> **Exercise requirements**
Restate word for word the lines of the material below, from the line with "[(132, 170), (50, 151), (51, 218), (130, 207)]" to the line with "147), (343, 164)]]", both lines included, and no others.

== Data provided ==

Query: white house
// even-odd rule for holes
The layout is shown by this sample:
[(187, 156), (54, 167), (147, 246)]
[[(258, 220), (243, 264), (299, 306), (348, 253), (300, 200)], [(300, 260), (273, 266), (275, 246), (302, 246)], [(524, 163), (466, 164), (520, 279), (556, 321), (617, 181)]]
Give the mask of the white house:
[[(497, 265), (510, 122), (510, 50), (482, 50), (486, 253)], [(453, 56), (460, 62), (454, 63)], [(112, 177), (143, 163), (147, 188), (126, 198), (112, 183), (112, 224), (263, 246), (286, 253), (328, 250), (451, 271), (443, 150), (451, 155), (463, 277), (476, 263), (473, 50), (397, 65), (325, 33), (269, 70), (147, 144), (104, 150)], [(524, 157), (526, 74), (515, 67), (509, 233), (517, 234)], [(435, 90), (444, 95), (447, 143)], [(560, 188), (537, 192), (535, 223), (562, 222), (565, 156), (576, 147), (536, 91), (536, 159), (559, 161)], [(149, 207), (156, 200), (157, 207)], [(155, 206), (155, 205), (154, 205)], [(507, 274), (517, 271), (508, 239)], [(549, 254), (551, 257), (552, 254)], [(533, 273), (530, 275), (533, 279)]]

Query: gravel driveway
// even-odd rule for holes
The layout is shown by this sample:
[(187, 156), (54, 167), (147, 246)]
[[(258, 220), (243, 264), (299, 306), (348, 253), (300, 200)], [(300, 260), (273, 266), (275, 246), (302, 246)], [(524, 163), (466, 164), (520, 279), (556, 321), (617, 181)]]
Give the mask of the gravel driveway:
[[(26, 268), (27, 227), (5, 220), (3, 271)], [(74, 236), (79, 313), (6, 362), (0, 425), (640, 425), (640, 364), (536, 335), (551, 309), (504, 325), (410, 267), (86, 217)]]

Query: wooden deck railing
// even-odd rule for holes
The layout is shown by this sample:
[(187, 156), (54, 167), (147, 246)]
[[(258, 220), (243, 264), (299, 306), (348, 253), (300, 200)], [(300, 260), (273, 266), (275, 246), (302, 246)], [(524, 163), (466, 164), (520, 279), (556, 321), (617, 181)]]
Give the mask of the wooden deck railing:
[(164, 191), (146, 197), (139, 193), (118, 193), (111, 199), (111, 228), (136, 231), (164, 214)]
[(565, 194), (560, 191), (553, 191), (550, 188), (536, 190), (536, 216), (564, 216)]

===
== Data provided ==

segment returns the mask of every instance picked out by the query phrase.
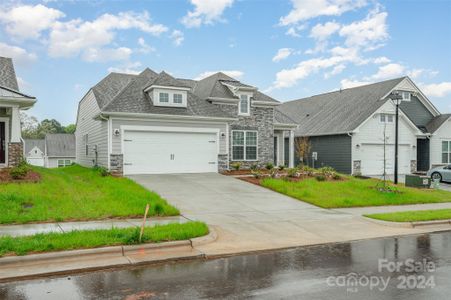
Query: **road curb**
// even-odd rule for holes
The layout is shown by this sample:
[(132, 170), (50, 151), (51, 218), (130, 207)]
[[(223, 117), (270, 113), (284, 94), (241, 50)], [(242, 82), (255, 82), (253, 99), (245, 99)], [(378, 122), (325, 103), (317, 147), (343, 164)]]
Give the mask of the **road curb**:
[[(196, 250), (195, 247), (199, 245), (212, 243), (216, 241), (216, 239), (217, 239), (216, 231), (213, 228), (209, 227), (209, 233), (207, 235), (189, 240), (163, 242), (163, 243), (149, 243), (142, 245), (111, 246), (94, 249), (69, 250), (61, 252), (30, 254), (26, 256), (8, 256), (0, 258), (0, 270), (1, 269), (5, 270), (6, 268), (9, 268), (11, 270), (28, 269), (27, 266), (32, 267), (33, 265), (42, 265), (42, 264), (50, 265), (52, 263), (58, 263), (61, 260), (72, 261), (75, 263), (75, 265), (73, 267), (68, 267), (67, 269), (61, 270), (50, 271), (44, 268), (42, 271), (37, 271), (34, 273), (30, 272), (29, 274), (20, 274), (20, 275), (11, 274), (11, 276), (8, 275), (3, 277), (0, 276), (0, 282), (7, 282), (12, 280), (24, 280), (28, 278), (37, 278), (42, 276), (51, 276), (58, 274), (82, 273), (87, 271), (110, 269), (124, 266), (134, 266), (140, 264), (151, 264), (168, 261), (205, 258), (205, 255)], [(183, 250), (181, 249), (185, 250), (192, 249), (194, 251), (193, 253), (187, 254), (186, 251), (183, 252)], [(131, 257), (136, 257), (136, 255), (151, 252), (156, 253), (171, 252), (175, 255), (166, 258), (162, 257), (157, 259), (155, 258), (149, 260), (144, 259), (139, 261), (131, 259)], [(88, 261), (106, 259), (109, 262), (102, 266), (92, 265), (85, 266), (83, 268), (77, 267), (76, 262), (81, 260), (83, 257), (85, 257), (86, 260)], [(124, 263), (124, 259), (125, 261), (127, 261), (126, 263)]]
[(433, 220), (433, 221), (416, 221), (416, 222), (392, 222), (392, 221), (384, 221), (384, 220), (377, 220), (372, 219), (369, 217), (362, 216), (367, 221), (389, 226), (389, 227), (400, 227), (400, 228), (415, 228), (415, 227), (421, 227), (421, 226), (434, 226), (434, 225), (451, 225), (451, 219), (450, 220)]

===

> **Response to the exercise**
[(132, 170), (50, 151), (51, 218), (130, 207)]
[[(223, 117), (270, 113), (284, 94), (241, 50)], [(242, 82), (255, 82), (253, 99), (245, 99)], [(378, 122), (325, 103), (317, 147), (343, 164)]]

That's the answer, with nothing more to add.